--- DATASET CONTENT ---
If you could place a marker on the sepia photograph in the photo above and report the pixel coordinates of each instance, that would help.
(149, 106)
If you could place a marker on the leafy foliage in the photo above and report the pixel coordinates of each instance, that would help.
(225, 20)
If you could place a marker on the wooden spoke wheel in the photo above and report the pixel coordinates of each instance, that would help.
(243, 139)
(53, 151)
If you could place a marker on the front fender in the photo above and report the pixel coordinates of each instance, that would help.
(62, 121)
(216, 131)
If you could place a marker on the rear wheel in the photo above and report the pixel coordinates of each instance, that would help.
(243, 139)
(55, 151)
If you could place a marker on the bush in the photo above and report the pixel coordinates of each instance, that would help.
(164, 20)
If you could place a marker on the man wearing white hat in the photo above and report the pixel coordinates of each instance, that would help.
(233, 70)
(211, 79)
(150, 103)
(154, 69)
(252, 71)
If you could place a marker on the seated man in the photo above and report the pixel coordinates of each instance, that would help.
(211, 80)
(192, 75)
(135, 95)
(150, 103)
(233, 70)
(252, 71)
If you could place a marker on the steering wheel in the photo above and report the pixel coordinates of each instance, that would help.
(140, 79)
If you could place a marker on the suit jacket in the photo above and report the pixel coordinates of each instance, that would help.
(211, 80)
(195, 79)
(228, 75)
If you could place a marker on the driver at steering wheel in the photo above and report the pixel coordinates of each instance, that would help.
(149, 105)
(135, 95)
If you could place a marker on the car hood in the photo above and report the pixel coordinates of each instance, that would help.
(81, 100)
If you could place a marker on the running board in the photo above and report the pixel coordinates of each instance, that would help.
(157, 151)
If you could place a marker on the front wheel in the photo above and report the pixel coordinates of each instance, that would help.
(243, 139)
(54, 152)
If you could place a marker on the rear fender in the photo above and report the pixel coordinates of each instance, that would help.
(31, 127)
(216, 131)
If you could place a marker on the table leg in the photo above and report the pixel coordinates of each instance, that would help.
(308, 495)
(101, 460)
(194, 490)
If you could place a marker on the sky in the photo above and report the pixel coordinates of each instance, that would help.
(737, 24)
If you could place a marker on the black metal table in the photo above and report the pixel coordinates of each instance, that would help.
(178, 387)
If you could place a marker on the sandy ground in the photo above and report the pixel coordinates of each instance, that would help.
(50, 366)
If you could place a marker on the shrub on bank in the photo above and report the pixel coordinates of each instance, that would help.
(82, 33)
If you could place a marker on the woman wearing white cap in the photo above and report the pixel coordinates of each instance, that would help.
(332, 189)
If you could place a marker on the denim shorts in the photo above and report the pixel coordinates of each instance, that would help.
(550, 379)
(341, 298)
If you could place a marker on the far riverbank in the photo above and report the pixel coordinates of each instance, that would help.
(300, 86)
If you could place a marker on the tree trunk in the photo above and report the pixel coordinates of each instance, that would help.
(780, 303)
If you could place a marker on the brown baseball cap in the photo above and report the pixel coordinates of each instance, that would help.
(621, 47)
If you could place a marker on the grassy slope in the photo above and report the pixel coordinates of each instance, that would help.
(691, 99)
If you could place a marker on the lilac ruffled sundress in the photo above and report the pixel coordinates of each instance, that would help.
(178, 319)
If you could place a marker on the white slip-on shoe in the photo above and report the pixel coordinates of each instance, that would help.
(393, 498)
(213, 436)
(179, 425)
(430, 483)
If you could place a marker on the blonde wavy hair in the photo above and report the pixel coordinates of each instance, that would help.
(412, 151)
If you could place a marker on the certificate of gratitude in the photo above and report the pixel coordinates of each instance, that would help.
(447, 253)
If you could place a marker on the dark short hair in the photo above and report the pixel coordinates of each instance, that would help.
---
INSTRUCTIONS FOR THE TASK:
Copy out every line of the data above, exactly as given.

PROBLEM SOLUTION:
If you could place a marker on the sepia photograph in the photo above and report the pixel coordinates of each instance, that would help.
(149, 106)
If you could place a marker on the leafy foliage in the photo above and report the pixel coordinates of each instance, that would help.
(225, 20)
If you could place a marker on the wooden spoke wheel in the photo above and report the pixel coordinates of each instance, that would help.
(243, 139)
(53, 151)
If you could place a marker on the front fender in the photo above and report the pixel coordinates of each instance, that would help.
(62, 121)
(216, 131)
If you could place a marker on the rear wheel in the photo above and report the pixel coordinates of each instance, that would help.
(243, 139)
(55, 151)
If you could place a marker on the bush in the photo above and report the pixel coordinates of each instance, that would help.
(164, 20)
If you could place a marker on the man wearing white hat in the photo above and report the pixel coordinates of each instance, that would help.
(233, 70)
(211, 79)
(150, 103)
(154, 69)
(252, 71)
If you could place a marker on the seated man in the photo above and report the pixel coordinates of each instance, that would help.
(211, 80)
(192, 75)
(135, 95)
(150, 103)
(233, 70)
(252, 71)
If you could place a marker on the steering wheel in the photo above and report the pixel coordinates of each instance, that would help.
(140, 79)
If you could place a marker on the suit jacket in the photo above and report the pixel coordinates of each instance, that would help.
(211, 80)
(195, 79)
(228, 75)
If you could place a marker on the driver at steering wheel in the photo above and report the pixel coordinates of each instance, that would help.
(149, 105)
(135, 95)
If you could place a marker on the car hood in the photo above and report the pixel coordinates of each instance, that would help.
(81, 100)
If you could place a marker on the running board in the photo above and report the pixel coordinates of each instance, that would help.
(157, 151)
If you could place a marker on the front wheel in the photo above and report the pixel coordinates of each instance, that would help.
(243, 139)
(54, 152)
If you could place a marker on the rear fender in the photo above and report the pixel coordinates of each instance, that would help.
(31, 127)
(216, 131)
If you could place a marker on the table leg in the photo above and report the pixel coordinates of each instance, that would help.
(308, 495)
(101, 460)
(194, 490)
If you could place a marker on the sky in the photo above and report the pixel coordinates of each instance, that would help.
(737, 24)
If you could place a marker on the black metal table in the photo above and report the pixel coordinates of each instance, that would help.
(178, 387)
If you could place a marker on the sandy ground in the photo above and report the pixel coordinates of each instance, that would help.
(50, 366)
If you could place a marker on the shrub on bank in the photo above and report the pixel coordinates of each instance, that would help.
(82, 33)
If you could place a marker on the woman wearing white cap in the photo above and report the pixel coordinates of each instance, that would help.
(332, 189)
If you could place a marker on the denim shorts in the photo above and report the pixel coordinates of each instance, that would help.
(550, 379)
(341, 298)
If you could place a marker on the far riverbank in the photo above and report the pixel coordinates of each instance, that would help.
(300, 86)
If you could place a marker on the tree trunk in the photo above and report the pixel coordinates of each instance, that would help.
(780, 303)
If you could place a marker on the brown baseball cap in the photo above and report the pixel coordinates of each instance, that would help.
(621, 47)
If you could place a marker on the grassy slope in the photo above and report the pixel coordinates of each instance, that would help.
(691, 99)
If you could place a marker on the lilac ruffled sundress in the photo above and report the pixel coordinates of each instance, that would help.
(178, 319)
If you could place a marker on the white slip-on shoe in the photo above and report the pixel coordinates of each instance, that would help.
(393, 498)
(213, 436)
(179, 425)
(430, 483)
If you could place a marker on the blonde wavy hair in the photo above and report the pixel coordinates of each instance, that would help.
(412, 151)
If you could place a marker on the certificate of gratitude in the photo above and report the pixel coordinates of each instance, that would help.
(447, 253)
If you could place a marker on the dark short hair in the photo above and report the pixel coordinates of each instance, that would help.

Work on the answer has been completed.